■ **Exercise**
Please restate the data below word for word, omitting all images.
Start of Material supplied
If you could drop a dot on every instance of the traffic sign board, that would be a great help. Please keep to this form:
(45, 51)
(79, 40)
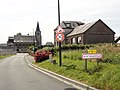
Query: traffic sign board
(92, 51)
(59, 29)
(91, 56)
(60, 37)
End of Material supplied
■ **Exercise result**
If you could drop a dot on every instance of the traffic sign board, that would be a great help. Please keep to this form:
(45, 51)
(79, 40)
Query: traffic sign board
(92, 51)
(59, 29)
(91, 56)
(60, 37)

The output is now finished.